Excerpt from the dataset
>> Begin
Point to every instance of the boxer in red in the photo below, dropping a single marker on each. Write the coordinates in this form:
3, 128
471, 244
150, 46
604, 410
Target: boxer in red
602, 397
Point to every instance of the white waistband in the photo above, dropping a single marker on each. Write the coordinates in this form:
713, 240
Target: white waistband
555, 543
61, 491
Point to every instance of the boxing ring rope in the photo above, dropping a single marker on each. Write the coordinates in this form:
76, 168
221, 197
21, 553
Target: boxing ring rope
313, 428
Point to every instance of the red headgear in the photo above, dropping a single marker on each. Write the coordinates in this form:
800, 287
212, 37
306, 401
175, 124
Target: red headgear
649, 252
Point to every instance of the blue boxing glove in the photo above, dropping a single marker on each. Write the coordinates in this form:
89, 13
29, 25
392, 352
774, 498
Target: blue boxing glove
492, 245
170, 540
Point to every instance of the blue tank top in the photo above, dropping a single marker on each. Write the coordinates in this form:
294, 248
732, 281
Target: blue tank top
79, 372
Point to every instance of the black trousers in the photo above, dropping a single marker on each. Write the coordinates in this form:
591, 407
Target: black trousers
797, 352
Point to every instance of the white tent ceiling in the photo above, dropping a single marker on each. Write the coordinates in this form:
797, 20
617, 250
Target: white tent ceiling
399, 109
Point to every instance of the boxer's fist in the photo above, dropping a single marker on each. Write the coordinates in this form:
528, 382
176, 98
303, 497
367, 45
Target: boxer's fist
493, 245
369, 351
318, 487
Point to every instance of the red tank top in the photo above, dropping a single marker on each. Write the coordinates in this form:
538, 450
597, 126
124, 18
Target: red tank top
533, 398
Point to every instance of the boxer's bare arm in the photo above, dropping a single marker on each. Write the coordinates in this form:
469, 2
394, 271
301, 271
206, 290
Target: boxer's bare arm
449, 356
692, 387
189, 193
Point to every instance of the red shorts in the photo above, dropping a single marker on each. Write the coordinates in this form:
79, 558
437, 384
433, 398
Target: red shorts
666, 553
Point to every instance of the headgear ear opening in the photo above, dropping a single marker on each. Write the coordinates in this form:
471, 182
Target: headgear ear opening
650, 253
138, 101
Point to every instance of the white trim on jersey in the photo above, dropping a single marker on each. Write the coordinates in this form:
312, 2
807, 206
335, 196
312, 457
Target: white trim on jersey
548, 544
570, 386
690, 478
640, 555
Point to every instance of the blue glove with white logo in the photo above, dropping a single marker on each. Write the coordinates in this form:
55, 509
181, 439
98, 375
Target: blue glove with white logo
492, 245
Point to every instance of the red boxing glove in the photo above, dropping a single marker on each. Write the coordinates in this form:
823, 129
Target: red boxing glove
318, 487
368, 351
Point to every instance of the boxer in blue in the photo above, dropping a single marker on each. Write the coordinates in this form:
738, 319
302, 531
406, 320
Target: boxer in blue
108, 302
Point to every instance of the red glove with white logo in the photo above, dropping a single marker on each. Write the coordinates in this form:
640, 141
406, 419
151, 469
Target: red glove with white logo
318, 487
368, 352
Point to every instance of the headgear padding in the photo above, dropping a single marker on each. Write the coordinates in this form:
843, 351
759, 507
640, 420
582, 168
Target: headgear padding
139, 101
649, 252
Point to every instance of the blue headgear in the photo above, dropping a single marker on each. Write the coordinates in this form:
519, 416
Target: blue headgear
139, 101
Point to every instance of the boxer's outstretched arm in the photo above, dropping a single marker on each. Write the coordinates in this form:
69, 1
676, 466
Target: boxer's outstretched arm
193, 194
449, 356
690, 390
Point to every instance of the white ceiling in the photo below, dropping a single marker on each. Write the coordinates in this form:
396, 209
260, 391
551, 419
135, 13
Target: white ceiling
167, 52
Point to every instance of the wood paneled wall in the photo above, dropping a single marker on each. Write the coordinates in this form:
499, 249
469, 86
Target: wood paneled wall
>> End
Please repeat all of the items above word for word, keeping every line unchanged.

§ Finished task
Point to every instance of the boxer in red in the photo below, dropping a single marker on each. Write the coordinates in this form:
3, 128
471, 244
150, 46
604, 410
Target: boxer in red
602, 397
Point to every instance of the white waistband in the photo above, dropping a single marker on each. Write the coordinates in this form:
713, 240
Target: white waistband
555, 543
61, 491
Point to every instance of the boxing ring rope in the photo above, dropping a single marker on each. Write the coordinates in this form:
76, 168
221, 197
21, 553
Target: boxing ring rope
313, 428
Point to every instance of the red headgear in the photo above, dropping a single marker on each. Write the coordinates in this form:
800, 287
212, 37
306, 401
175, 124
Target: red headgear
649, 252
Point to every instance of the blue boxing glove in the photo above, dropping a single marker on each. Write the coordinates in this form:
89, 13
29, 25
392, 352
774, 498
Target: blue boxing glove
492, 245
170, 540
Point to every instance of the blue tank top in the photo above, dropping a single marker on each. Write the coordinates in this form:
294, 248
732, 281
Target: blue tank top
79, 372
Point to every instance of the black trousers in the photo above, dropping a single marker on each. Write the coordinates in this form:
591, 407
Target: black trousers
797, 352
Point to every instance of the white tent ceiling in the photo above, dropping a single marker on each. Write the coordinates in this form:
797, 20
617, 250
Target: white tent ceiling
399, 109
Point to every instance of the boxer's fist in the photo above, dropping a single marker on each. Write the coordinates in this form:
528, 382
176, 98
303, 497
367, 45
Target: boxer's fist
493, 245
369, 351
318, 487
Point to every instance of the red tank top in the photo above, dropping a single marker on each. Write the coordinates in this form:
538, 450
597, 126
124, 18
Target: red tank top
533, 398
Point to every instance of the boxer's bare arm in the photo above, dropping a single marker on each. Write the coordinates in this form:
469, 2
394, 271
301, 271
206, 290
Target: boxer's bare arm
449, 356
692, 387
189, 193
Point to every instance of the red shorts in the photo above, dropping a single marker on each. Write the coordinates in this form:
79, 558
437, 384
433, 398
Target: red shorts
666, 553
Point to every instance of the headgear ear opening in the photo above, dropping a single marker on each. Write the coordinates in this form:
471, 182
Target: headgear ear opening
650, 253
138, 101
Point to every instance of the white trim on jersey in the photo above, dropping a single marker on each. Write the coordinates in this form:
312, 2
807, 206
335, 196
312, 457
Target: white trim on jersey
548, 544
570, 386
690, 478
640, 555
Point to every instance of the blue glove with white logo in the photo above, dropping a single marker on each. Write the coordinates in this form:
55, 509
181, 439
98, 375
Target: blue glove with white logo
492, 245
Point to every instance of the red boxing glove in the photo above, dropping a single marker on each. Write the coordinates in this form:
823, 129
Target: red boxing glove
318, 487
368, 351
Point to every instance of the boxer in blue in the photo above, dropping a single marker on each. Write the coordinates in this form:
738, 319
302, 531
406, 320
Target: boxer in blue
108, 302
Point to every instance of the red glove with white logo in the photo above, dropping a single marker on each. Write the coordinates in this form:
640, 141
406, 419
151, 469
Target: red glove with white logo
318, 487
368, 352
Point to every instance of the headgear padding in the photo above, dropping a single marker on each. Write the coordinates in this form:
843, 351
759, 507
640, 420
582, 168
Target: headgear padding
139, 101
649, 252
Point to every instance of the blue headgear in the photo above, dropping a single marker on each. Write the coordinates in this form:
519, 416
Target: blue headgear
139, 101
Point to every instance of the boxer's outstretched arm in the photo above, dropping a single marker on each. Write the coordinates in this form:
69, 1
676, 466
Target: boxer's outstretched arm
193, 194
449, 356
690, 390
Point to every instance of the white ceiling in the photo below, dropping a single marker on each. Write the coordinates in this form:
396, 209
260, 391
551, 419
135, 13
Target: white ceiling
167, 52
Point to every instance of the wood paneled wall in the photo above, dropping a single marker on each. Write the coordinates in this form:
499, 249
469, 86
Target: wood paneled wall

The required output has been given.